# Stored records

=-=-=-=-=

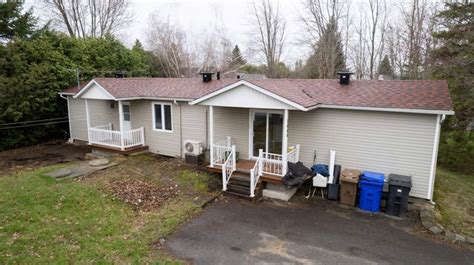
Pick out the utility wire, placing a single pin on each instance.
(78, 118)
(31, 125)
(32, 121)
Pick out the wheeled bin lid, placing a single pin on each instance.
(350, 175)
(372, 177)
(399, 180)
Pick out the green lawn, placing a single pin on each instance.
(43, 220)
(454, 197)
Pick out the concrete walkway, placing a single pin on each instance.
(241, 233)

=-=-=-=-=

# Exercise directions
Update the items above so that every "placing a single pin" becomes "marking one point", with everything else left as it is. Leave the pictures out of your answer.

# Task response
Pick out the utility wire, marking one point on each instance.
(78, 118)
(31, 125)
(32, 121)
Pick out the wheeled bin lid, marking one point on each instance.
(350, 175)
(372, 177)
(399, 180)
Pick out the green lawn, marking one point on each instance.
(43, 220)
(454, 197)
Pick out the concrete walkway, marking one point on each instance.
(241, 233)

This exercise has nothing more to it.